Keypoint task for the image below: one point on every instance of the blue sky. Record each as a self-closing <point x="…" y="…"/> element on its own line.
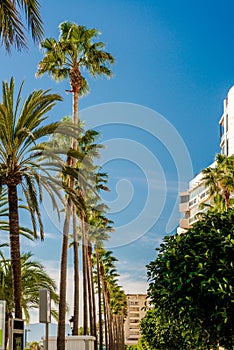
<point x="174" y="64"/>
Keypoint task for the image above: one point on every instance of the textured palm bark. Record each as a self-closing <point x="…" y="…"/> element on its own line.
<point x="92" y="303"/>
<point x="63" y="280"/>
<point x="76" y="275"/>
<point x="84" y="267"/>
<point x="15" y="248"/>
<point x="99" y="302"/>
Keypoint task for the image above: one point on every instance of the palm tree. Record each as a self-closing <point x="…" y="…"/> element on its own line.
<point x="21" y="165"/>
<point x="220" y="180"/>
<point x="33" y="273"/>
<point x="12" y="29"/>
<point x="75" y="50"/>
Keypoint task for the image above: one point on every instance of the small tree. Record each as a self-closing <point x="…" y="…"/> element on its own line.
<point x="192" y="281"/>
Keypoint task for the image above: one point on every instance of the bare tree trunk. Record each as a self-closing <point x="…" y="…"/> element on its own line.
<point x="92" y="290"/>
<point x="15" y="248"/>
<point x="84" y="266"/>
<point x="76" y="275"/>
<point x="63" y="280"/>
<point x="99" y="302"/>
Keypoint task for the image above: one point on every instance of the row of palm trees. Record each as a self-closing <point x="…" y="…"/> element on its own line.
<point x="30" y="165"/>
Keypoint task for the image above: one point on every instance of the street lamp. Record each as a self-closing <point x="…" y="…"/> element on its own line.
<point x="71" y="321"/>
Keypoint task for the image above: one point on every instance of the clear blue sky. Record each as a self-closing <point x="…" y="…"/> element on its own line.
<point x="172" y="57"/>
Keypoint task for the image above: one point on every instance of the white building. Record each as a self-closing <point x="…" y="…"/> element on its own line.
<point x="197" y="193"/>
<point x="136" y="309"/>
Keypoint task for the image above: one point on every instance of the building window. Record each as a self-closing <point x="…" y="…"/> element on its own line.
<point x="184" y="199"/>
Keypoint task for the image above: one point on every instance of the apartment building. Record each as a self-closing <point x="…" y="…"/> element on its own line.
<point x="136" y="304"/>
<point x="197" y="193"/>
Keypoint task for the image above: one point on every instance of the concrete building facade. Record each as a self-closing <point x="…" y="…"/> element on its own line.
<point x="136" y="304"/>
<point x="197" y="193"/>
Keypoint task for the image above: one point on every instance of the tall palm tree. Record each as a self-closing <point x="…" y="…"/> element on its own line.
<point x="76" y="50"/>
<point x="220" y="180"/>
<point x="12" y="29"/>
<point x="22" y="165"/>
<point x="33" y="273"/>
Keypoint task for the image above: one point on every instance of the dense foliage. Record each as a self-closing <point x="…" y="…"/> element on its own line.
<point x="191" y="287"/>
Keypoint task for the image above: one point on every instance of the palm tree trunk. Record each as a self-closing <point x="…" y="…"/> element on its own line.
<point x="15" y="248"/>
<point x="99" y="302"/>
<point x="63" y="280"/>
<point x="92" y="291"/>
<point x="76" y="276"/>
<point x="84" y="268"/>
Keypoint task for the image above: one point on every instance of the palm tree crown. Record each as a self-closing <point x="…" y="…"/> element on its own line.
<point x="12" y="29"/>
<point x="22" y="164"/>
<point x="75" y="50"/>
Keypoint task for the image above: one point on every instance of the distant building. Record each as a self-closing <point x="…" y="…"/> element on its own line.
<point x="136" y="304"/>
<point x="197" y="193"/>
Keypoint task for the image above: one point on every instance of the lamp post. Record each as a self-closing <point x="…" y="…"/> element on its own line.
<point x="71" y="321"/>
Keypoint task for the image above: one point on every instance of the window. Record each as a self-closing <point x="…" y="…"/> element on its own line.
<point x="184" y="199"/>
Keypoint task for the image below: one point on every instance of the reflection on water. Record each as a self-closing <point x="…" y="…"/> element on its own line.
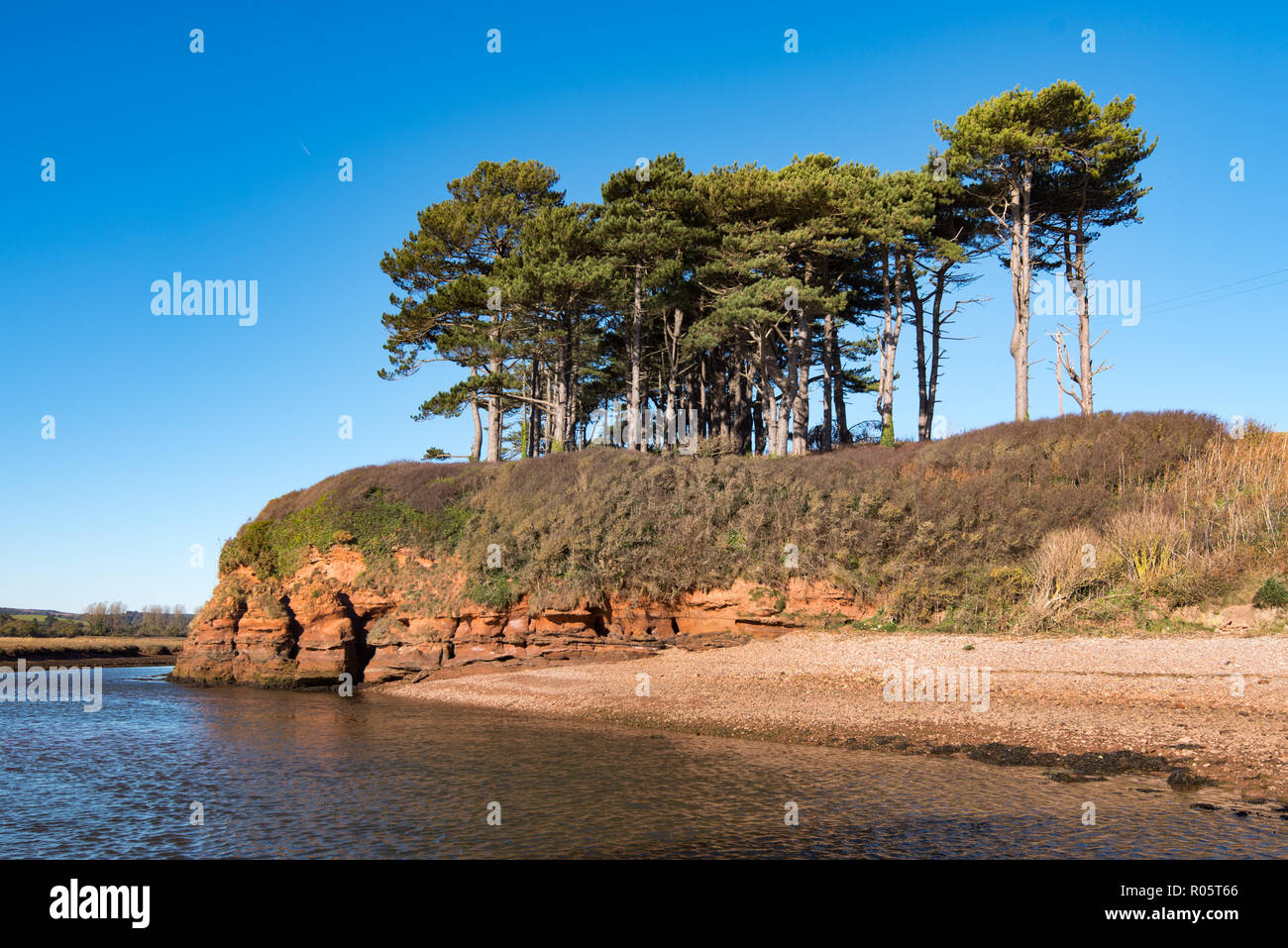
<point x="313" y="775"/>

:: EXERCISE DIRECTIONS ::
The line that contains "of the lamp" begins the part to retype, and the last line of the records above ends it. Retype both and everything between, exactly, without the pictures.

:: ANSWER FOR THE TASK ::
Keypoint task for the image above: one point on every instance of the lamp post. Record each as a self-closing <point x="…" y="…"/> element on its own line.
<point x="71" y="321"/>
Keypoint task for the image above: one point on every instance of the window. Record each as a self-closing <point x="…" y="…"/> element on its own line.
<point x="184" y="199"/>
Keypoint task for the image below: one point on every instance of the reflection on water. Record each as a self-closing <point x="…" y="…"/> element on its own line.
<point x="313" y="775"/>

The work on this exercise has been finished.